Entscheidungsstichwort (Thema)

Grundsicherung für Arbeitsuchende. Ausnahme vom Leistungsausschluss für Ausländer. Anforderungen an den fünfjährigen gewöhnlichen Aufenthalt im Bundesgebiet

 

Leitsatz (amtlich)

Die Rückausnahme des § 7 Abs 1 S 4 und 5 SGB II setzt nicht nur eine einmalige Anmeldung bei der Meldebehörde, sondern ein durchgehendes Gemeldetsein im Bundesgebiet für die Dauer von mindestens fünf Jahren voraus.

 

Tenor

Auf die Beschwerde des Antragsgegners wird der Beschluss des Sozialgerichts Frankfurt am Main vom 18. Juni 2019 aufgehoben, soweit der Antragsgegner darin im Wege des einstweiligen Rechtsschutzes zur vorläufigen Leistungserbringung für den Antragsteller für die Zeit vom 3. Juni bis 31. Juli 2019 verpflichtet wurde. Der Antrag des Antragstellers wird insoweit abgelehnt.

Im Übrigen wird die Beschwerde zurückgewiesen.

Die Beteiligten haben einander in beiden Rechtszügen keine Kosten zu erstatten.

Dem Antragsteller wird unter Beiordnung von Rechtsanwältin B. B., A-Stadt, Prozesskostenhilfe ohne Ratenzahlung für das Beschwerdeverfahren bewilligt.

 

Gründe

I.

Die Beteiligten streiten im Wege des einstweiligen Rechtsschutzes um die Gewährung von Leistungen nach dem Sozialgesetzbuch Zweites Buch (SGB II) für die Zeit vom 3. Juni bis 30. September 2019.

◇ ◇ ◇ ◇ ◇

• _ZIELE_
#1 Beantworte anhand des Beschlusses zur Grundsicherung folgende Fragen:
(a) Wie lange muss man laut Leitsatz durchgehend im Bundesgebiet gemeldet sein, damit die Rückausnahme greift?
(b) Welches Gericht hat den Beschluss vom 18. Juni 2019 erlassen, der teilweise aufgehoben wird?
(c) Für welchen Zeitraum streiten die Beteiligten um Leistungen nach dem SGB II?
#2 Wie geht der Beschluss zur Grundsicherung nach seinem letzten Satz weiter? Führe ihn im selben Stil fort.

• _DATENZEILEN_
◇ ◇ ◇ ◇ ◇

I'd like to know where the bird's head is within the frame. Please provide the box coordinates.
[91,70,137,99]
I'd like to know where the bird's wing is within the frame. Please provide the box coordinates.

◇ ◇ ◇ ◇ ◇

• _ERGEBNISSE JE AUFGABE_
#1
(a) Mindestens fünf Jahre.
(b) Das Sozialgericht Frankfurt am Main.
(c) Vom 3. Juni bis 30. September 2019.

#2
Der 1954 geborene Antragsteller, der über die kroatische Staatsangehörigkeit verfügt, beantragte am 25. Februar 2019 (Bl. 2, 10 der Verwaltungsakte) beim Antragsgegner Leistungen zur Sicherung des Lebensunterhalts nach dem SGB II. Er gab an, seit 10 Jahren in Deutschland zu leben. Im Moment lebe und wohne er von und bei Freunden, was nun nicht mehr gehe (Bl. 5 der Verwaltungsakte). Aus einer erweiterten Meldebescheinigung vom 14. März 2019 (Bl. 27 der Verwaltungsakte) geht hervor, dass der Kläger vom 15. Juni 2013 bis 5. Juni 2014 mit unbekannter Abmeldewohnung an der Adresse „C-Straße“ in A-Stadt gemeldet war. Der Antragsteller legte eine Bestätigung vor, dass er seit dem 16. August 2013 eine Postadresse an der Adresse „C-Straße“ in A-Stadt habe (Bl. 28 der Verwaltungsakte), und außerdem eine Bestätigung vom 28. Februar 2019 (Bl. 29 der Verwaltungsakt), nach der er ab sofort die Postadresse von D. D. in der E-Straße in A-Stadt nutzen dürfe. Mit Bescheid vom 25. März 2019 lehnte der Antragsgegner unter Verweis auf den Leistungsausschluss des § 7 Abs. 1 Satz 2 SGB II die Gewährung von Leistungen ab.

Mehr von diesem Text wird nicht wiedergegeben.